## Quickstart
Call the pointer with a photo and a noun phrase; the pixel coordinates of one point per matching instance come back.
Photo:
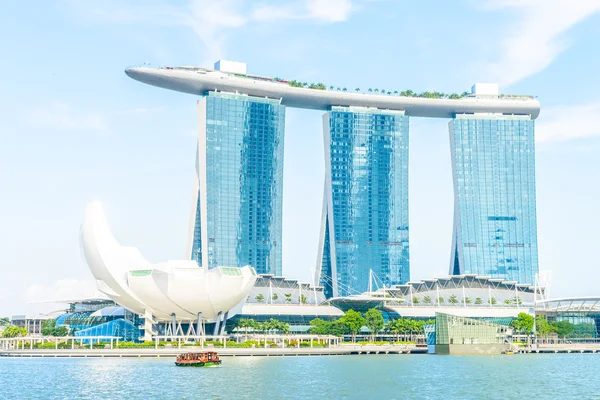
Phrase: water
(563, 376)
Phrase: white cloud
(210, 20)
(63, 116)
(536, 38)
(564, 123)
(41, 296)
(329, 10)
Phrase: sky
(74, 128)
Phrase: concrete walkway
(173, 352)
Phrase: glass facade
(366, 200)
(451, 329)
(495, 233)
(240, 164)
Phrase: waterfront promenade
(343, 349)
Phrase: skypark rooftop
(198, 81)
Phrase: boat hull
(199, 364)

Problem to solve:
Write out the data exactly, but not its pictures.

Answer:
## Quickstart
Call the pointer with a photo and a noun phrase; the pixel coordinates of one point per matching instance come back.
Photo:
Phrase: water
(563, 376)
Phrase: white cloud
(210, 20)
(63, 116)
(536, 38)
(564, 123)
(41, 296)
(329, 10)
Phrase: sky
(74, 128)
Phrase: concrete walkway
(173, 352)
Phrase: glass facade
(366, 200)
(451, 329)
(495, 233)
(240, 164)
Phrase: waterfront promenade
(343, 349)
Phrase: skypark rooftop
(198, 81)
Phrase: boat hull
(199, 364)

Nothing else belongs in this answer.